§ **所示文本**:
我不知道这是由于年代久远了,还是由于我本人的资质,总之,要把我们两人当年的情况详详细细地回忆起来,那是需要经过一番努力的。
看起来,不把广角镜头换成望远镜头是不行了。
而且,如果不把照明全部集中到对好焦点的我俩身上,光圈缩到最小,那就不会出现鲜明的记录。
用望远镜头观察之下的植草圭之助,在黑田小学的学生中间,和我一样,也是个性格大与人殊的孩子。
就说衣服吧,他穿的都是绸缎之类做的肥肥大大的衣裳,裤子也不是小仓 小仓是日本和服面料的著名产地之一。的料子做的,也是软绵绵的。
就整个印象来说,我总觉得他像个梨园子弟——现在回想起来,觉得他好像一碰就倒的小小美少年式的人物。(请小圭别生气,因为直到现在还有人这么说你,这足可证明我的印象没有错。)
说起一碰就倒,小学时代的植草的确是常常因跌倒而大哭。
我记得,有一次因为路不好走,植草跌了一跤,一身漂亮衣服全毁了。他大哭,我把他送回了家。

分割掩码数据
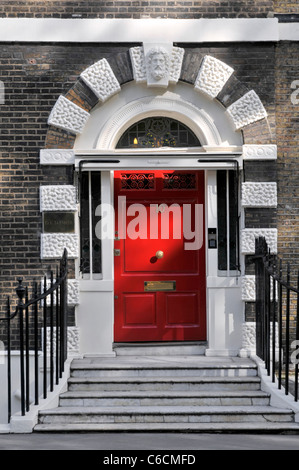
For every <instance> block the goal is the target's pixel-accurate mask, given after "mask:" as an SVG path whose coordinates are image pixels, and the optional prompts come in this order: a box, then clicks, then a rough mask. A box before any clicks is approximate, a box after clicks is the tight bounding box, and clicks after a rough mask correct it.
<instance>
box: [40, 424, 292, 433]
mask: <svg viewBox="0 0 299 470" xmlns="http://www.w3.org/2000/svg"><path fill="white" fill-rule="evenodd" d="M34 432H44V433H50V432H57V433H60V432H62V433H65V432H70V433H71V432H86V433H88V432H98V433H101V432H112V433H113V432H115V433H117V432H126V433H130V432H133V433H134V432H136V433H139V432H140V433H142V432H143V433H150V432H167V433H168V432H174V433H223V434H225V433H246V434H249V433H252V434H255V433H259V434H262V433H264V434H266V433H269V434H281V433H284V434H287V433H290V434H299V425H298V424H297V423H269V422H267V423H256V422H255V423H125V424H96V423H88V424H81V423H80V424H67V423H64V424H38V425H37V426H36V427H35V428H34Z"/></svg>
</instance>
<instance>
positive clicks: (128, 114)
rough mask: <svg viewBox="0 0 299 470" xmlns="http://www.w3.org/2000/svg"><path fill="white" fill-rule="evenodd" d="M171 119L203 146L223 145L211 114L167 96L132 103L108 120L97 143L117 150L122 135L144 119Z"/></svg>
mask: <svg viewBox="0 0 299 470" xmlns="http://www.w3.org/2000/svg"><path fill="white" fill-rule="evenodd" d="M157 115H159V116H166V117H167V116H171V117H174V118H175V119H177V120H179V121H181V122H182V123H183V124H185V125H186V126H188V127H189V128H190V129H191V130H192V131H193V132H194V133H195V134H196V135H197V137H198V138H199V140H200V141H201V142H202V144H203V145H214V146H217V145H220V143H221V137H220V135H219V132H218V130H217V127H216V126H215V123H214V122H213V121H212V119H211V118H210V117H209V116H208V114H207V113H206V112H205V111H204V110H202V109H199V108H197V107H196V106H194V105H193V104H191V103H189V102H187V101H182V100H178V99H170V98H164V97H157V98H143V99H139V100H136V101H133V102H131V103H129V104H127V105H126V106H124V107H123V108H121V109H120V110H119V112H118V113H116V114H115V115H114V116H113V118H111V119H110V120H108V121H107V123H106V125H105V126H104V128H103V129H102V132H101V136H100V138H99V140H98V142H97V148H98V149H104V150H105V149H107V150H108V149H111V148H115V146H116V144H117V142H118V140H119V138H120V137H121V136H122V134H123V133H124V132H125V131H126V130H127V129H128V128H129V127H130V126H131V125H133V124H135V123H136V122H138V121H139V120H141V119H143V118H144V117H145V116H146V117H150V116H157Z"/></svg>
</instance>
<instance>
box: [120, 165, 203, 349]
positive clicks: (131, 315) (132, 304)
mask: <svg viewBox="0 0 299 470" xmlns="http://www.w3.org/2000/svg"><path fill="white" fill-rule="evenodd" d="M114 182H115V231H116V234H115V238H116V239H115V249H116V250H118V253H117V254H119V256H115V258H114V260H115V264H114V267H115V275H114V277H115V328H114V334H115V338H114V339H115V342H150V341H194V340H205V339H206V269H205V243H204V241H205V240H204V233H205V228H204V209H203V208H204V172H200V171H198V172H195V171H151V172H149V171H147V172H141V171H139V172H138V171H135V172H115V181H114ZM119 198H121V199H119ZM185 210H186V212H185ZM196 211H197V213H196ZM183 215H185V218H184V221H185V224H184V221H183ZM186 221H187V222H188V223H187V224H186ZM196 227H197V230H198V232H197V236H196V240H197V242H198V243H197V247H198V249H190V248H191V244H192V243H193V245H192V248H194V247H195V246H194V241H195V238H192V232H194V231H195V228H196ZM186 247H188V248H189V249H186ZM159 251H160V252H163V257H162V258H159V256H157V252H159ZM157 281H158V282H161V281H169V282H172V283H174V284H175V290H173V291H165V292H164V291H159V290H158V291H153V292H147V291H146V288H145V282H157Z"/></svg>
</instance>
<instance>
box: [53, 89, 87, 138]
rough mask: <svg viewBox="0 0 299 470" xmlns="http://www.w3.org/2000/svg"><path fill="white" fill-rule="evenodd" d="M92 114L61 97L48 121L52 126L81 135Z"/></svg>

§ **任务项 1**: 将所示文本中的“看起来,不把广角镜头换成望远镜头是不行了。”这句话译成英语。
§ **任务项 2**: 修改所示文本从“看起来,不把广角镜头换成望远镜头是不行了。”到“这足可证明我的印象没有错。)”的部分，把其中的“望远镜头”换成“长焦镜头”后重新写出。

§ **解答 1**: It seems there is no choice but to switch from a wide-angle lens to a telephoto lens.

§ **解答 2**:
看起来,不把广角镜头换成长焦镜头是不行了。
而且,如果不把照明全部集中到对好焦点的我俩身上,光圈缩到最小,那就不会出现鲜明的记录。
用长焦镜头观察之下的植草圭之助,在黑田小学的学生中间,和我一样,也是个性格大与人殊的孩子。
就说衣服吧,他穿的都是绸缎之类做的肥肥大大的衣裳,裤子也不是小仓 小仓是日本和服面料的著名产地之一。的料子做的,也是软绵绵的。
就整个印象来说,我总觉得他像个梨园子弟——现在回想起来,觉得他好像一碰就倒的小小美少年式的人物。(请小圭别生气,因为直到现在还有人这么说你,这足可证明我的印象没有错。)